### [What the task requires]
Only lines containing the word "woman" belong in the answer; copy each one from the records.
========================
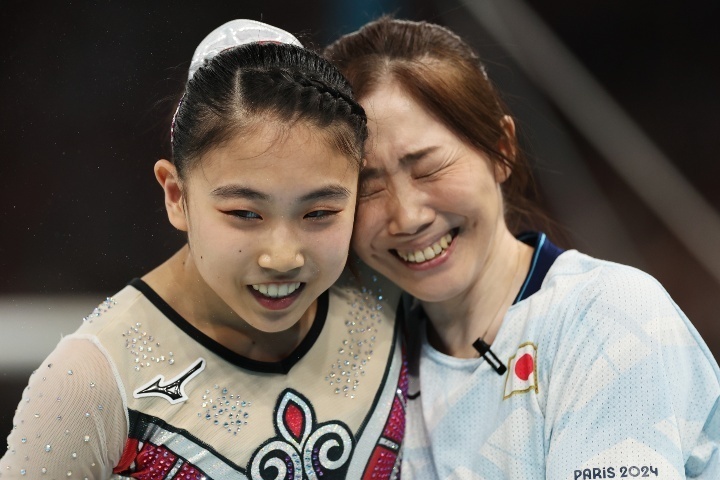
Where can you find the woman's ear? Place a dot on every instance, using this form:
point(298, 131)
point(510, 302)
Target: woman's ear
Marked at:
point(167, 177)
point(507, 147)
========================
### [Response]
Where can you find the woman's ear? Place a dot on every instance, using this form:
Target: woman's ear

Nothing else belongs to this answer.